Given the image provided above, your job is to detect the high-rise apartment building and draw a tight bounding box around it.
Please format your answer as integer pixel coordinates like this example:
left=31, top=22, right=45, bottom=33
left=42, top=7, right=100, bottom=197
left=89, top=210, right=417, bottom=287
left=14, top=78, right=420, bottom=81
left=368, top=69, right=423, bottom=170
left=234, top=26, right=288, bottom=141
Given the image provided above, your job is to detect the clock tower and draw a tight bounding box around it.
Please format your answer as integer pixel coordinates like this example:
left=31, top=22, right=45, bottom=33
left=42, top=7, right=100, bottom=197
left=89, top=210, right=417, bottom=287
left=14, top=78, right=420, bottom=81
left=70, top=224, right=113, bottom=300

· · · · ·

Task description:
Nothing but a number is expected: the tally of lines in the records that include the word "draw".

Task response:
2